§ **PROBLEM DESCRIPTION**
Would you retype, word for word, the line with "Objective: locate each instance of the green stripe" and every line after it through the end of the records below?

[Data items]
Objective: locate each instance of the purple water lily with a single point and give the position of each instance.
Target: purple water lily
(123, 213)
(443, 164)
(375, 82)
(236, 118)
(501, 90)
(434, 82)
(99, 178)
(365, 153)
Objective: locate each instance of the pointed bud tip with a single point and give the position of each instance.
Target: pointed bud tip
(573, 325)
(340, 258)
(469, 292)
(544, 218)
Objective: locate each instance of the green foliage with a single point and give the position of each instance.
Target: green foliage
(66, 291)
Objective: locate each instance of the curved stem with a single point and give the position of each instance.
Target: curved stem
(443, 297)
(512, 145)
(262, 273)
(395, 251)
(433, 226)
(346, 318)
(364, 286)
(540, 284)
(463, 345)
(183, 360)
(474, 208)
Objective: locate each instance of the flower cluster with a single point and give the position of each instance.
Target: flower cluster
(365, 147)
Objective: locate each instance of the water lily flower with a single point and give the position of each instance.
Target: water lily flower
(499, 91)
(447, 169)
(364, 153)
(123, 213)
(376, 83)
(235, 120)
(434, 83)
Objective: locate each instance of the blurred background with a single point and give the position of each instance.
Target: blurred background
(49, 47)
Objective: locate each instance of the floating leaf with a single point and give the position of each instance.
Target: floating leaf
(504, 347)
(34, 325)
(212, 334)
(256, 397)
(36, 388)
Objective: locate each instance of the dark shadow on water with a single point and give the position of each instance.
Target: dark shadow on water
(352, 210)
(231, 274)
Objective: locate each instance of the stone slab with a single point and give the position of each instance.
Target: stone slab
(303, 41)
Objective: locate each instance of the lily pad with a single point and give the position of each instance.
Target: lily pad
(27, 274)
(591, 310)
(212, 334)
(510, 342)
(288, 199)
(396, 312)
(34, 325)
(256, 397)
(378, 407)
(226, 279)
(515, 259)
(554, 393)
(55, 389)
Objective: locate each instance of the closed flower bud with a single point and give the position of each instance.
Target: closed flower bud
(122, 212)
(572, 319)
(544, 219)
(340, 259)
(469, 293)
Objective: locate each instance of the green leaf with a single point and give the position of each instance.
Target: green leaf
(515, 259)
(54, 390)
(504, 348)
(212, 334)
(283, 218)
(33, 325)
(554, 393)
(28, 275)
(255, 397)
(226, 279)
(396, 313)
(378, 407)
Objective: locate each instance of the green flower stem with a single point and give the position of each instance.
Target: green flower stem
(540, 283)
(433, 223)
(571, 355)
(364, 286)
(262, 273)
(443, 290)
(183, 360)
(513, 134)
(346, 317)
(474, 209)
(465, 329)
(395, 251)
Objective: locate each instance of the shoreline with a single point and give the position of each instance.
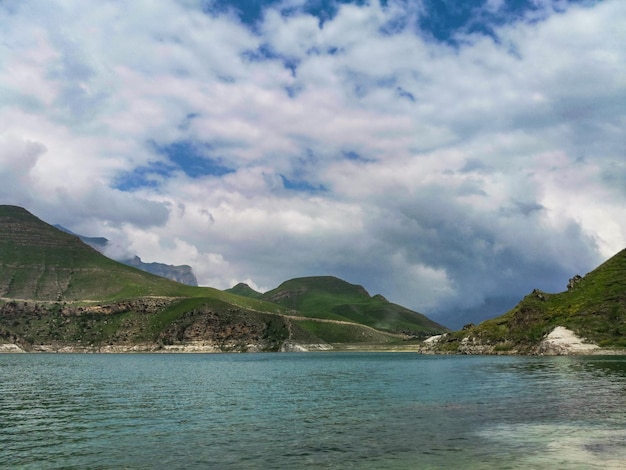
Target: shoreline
(206, 348)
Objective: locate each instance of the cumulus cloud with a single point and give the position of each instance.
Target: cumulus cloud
(451, 170)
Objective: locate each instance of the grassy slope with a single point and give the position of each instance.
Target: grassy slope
(331, 298)
(41, 263)
(595, 308)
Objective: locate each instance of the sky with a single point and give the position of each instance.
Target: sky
(451, 156)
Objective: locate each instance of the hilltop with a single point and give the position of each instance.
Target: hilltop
(182, 273)
(335, 299)
(58, 293)
(593, 308)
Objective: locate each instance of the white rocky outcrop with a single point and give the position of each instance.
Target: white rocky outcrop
(10, 348)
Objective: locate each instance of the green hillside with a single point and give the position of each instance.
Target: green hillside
(244, 290)
(334, 299)
(593, 307)
(40, 262)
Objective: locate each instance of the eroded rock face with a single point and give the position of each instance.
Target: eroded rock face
(563, 342)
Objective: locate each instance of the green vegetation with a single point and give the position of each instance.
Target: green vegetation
(333, 299)
(57, 291)
(594, 307)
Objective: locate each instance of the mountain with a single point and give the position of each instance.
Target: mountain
(334, 299)
(183, 273)
(59, 294)
(593, 308)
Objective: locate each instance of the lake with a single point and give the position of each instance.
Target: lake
(311, 410)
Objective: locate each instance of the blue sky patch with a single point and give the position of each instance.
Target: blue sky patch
(187, 156)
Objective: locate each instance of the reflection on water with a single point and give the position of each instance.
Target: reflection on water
(320, 410)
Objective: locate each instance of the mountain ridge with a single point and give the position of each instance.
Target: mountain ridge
(593, 308)
(179, 273)
(59, 294)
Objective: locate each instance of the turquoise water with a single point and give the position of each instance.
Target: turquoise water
(318, 410)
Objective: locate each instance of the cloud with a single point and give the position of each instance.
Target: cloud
(450, 160)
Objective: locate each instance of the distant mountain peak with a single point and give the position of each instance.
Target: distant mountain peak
(183, 273)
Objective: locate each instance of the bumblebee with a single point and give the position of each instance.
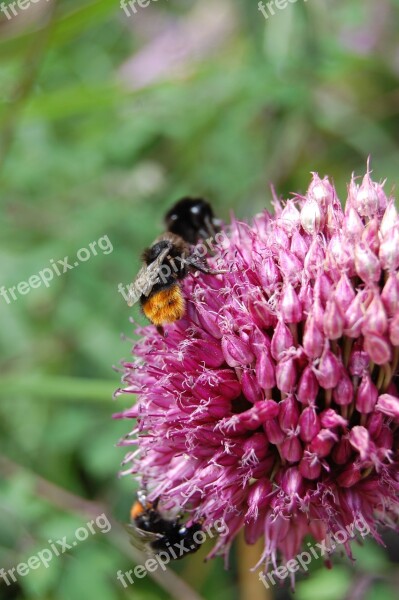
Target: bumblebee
(151, 532)
(169, 260)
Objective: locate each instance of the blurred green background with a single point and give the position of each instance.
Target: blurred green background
(105, 120)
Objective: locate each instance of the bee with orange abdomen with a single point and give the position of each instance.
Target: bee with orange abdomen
(153, 532)
(169, 260)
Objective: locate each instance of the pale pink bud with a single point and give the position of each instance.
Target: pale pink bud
(307, 387)
(333, 323)
(236, 352)
(367, 395)
(394, 331)
(390, 295)
(311, 216)
(314, 258)
(358, 362)
(299, 246)
(389, 219)
(313, 339)
(353, 225)
(335, 218)
(310, 466)
(289, 414)
(274, 433)
(286, 375)
(344, 293)
(309, 424)
(291, 449)
(378, 348)
(290, 217)
(250, 387)
(342, 451)
(340, 252)
(269, 273)
(343, 392)
(324, 287)
(367, 264)
(290, 266)
(354, 316)
(306, 296)
(292, 482)
(323, 443)
(321, 190)
(375, 319)
(261, 313)
(282, 340)
(290, 307)
(367, 198)
(328, 371)
(265, 371)
(360, 440)
(258, 498)
(374, 423)
(370, 235)
(349, 477)
(389, 250)
(329, 418)
(352, 193)
(389, 405)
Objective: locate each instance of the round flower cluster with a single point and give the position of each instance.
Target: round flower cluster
(274, 402)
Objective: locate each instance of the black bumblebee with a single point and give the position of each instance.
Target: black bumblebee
(152, 532)
(169, 260)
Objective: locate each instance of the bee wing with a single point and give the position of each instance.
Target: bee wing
(146, 278)
(140, 538)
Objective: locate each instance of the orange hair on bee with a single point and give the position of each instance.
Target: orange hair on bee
(165, 306)
(136, 510)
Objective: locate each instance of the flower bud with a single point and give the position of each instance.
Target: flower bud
(360, 440)
(311, 216)
(333, 323)
(389, 405)
(313, 339)
(289, 414)
(367, 395)
(367, 264)
(282, 340)
(309, 424)
(290, 306)
(307, 387)
(328, 371)
(250, 387)
(378, 348)
(389, 250)
(375, 319)
(390, 295)
(286, 375)
(343, 392)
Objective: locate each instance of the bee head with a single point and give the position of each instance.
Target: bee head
(192, 218)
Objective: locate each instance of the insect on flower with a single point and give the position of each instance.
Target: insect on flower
(274, 402)
(169, 260)
(152, 532)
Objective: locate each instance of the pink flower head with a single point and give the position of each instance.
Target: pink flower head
(273, 403)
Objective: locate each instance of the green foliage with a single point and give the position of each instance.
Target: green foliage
(84, 153)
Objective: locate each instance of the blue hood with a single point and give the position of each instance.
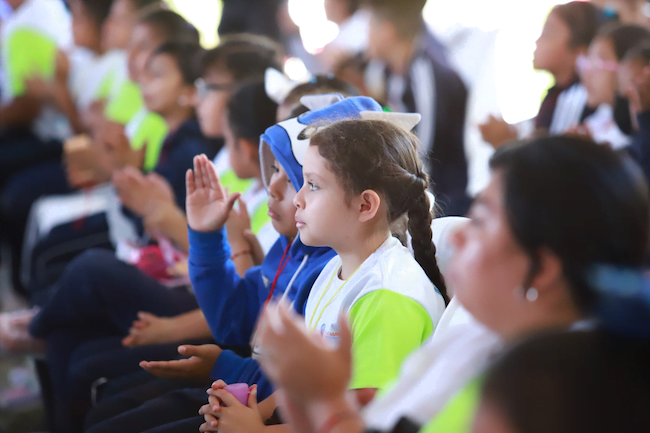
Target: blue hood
(284, 142)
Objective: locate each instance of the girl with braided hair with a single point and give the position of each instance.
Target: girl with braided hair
(361, 176)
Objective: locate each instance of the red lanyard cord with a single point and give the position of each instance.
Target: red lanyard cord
(283, 264)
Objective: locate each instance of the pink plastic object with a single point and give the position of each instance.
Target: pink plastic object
(240, 391)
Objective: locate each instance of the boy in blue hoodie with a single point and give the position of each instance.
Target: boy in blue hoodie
(232, 304)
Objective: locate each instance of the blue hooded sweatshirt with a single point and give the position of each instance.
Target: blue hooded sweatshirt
(232, 304)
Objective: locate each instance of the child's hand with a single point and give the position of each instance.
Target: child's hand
(149, 330)
(299, 360)
(208, 205)
(198, 366)
(497, 132)
(111, 136)
(639, 95)
(224, 413)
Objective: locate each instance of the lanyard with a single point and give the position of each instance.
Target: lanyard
(283, 264)
(331, 299)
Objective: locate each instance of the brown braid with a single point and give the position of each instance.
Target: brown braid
(376, 155)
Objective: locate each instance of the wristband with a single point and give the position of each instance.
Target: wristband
(336, 419)
(241, 253)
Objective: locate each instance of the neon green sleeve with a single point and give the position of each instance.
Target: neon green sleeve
(260, 217)
(458, 415)
(386, 328)
(125, 104)
(151, 134)
(29, 53)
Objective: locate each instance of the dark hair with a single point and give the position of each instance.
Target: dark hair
(251, 111)
(318, 85)
(406, 15)
(377, 155)
(244, 56)
(581, 201)
(573, 382)
(171, 26)
(141, 5)
(583, 20)
(624, 37)
(98, 10)
(186, 56)
(640, 53)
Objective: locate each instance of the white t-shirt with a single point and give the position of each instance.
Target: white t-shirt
(458, 351)
(603, 128)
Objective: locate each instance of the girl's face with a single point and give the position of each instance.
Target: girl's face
(84, 28)
(599, 73)
(488, 419)
(281, 208)
(324, 218)
(552, 52)
(210, 102)
(117, 29)
(163, 88)
(489, 266)
(144, 40)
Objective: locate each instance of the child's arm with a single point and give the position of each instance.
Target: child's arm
(231, 304)
(56, 91)
(150, 329)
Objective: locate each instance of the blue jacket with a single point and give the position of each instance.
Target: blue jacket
(231, 304)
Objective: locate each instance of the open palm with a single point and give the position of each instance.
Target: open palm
(208, 205)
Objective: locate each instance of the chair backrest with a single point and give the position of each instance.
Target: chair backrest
(442, 229)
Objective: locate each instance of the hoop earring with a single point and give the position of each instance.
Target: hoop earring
(531, 294)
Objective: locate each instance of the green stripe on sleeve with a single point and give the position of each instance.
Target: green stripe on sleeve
(126, 103)
(30, 53)
(386, 328)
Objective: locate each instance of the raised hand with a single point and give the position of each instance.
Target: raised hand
(150, 329)
(208, 204)
(299, 360)
(198, 366)
(224, 413)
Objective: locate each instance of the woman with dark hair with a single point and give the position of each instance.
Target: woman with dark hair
(554, 208)
(596, 380)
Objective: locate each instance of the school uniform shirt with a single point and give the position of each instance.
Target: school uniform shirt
(98, 78)
(639, 148)
(432, 88)
(604, 130)
(392, 308)
(31, 38)
(457, 353)
(563, 108)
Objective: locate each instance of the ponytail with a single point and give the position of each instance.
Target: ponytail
(419, 225)
(383, 157)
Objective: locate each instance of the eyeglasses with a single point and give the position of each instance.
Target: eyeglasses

§ **FULL ANSWER**
Objective: locate each instance of the green stripe on sleeve with a single point and give the position of each instance.
Target: green stripe on sleeve
(126, 103)
(30, 53)
(386, 328)
Objective: locate each instance of the raised hand with a single point and give the position of each instance.
Target: raised hand
(150, 329)
(208, 204)
(299, 360)
(198, 366)
(224, 413)
Objective: locate each instance of the woman with dark hair with a single point and give the position of each instance.
Target: woman with dark hair
(554, 208)
(596, 380)
Objective: locate each instance of the school uniform shirt with a single point and give the position of each instance.
Target: school uniform shirt
(98, 78)
(639, 148)
(432, 88)
(604, 130)
(392, 308)
(31, 38)
(457, 353)
(563, 108)
Objective: locate each instance of the ponytail with a single point and give the position of each instance.
Target: ponytail
(419, 225)
(383, 157)
Objective: locate each instance of the eyeglasses with a single point and give the position of each instance.
Target: eyeglasses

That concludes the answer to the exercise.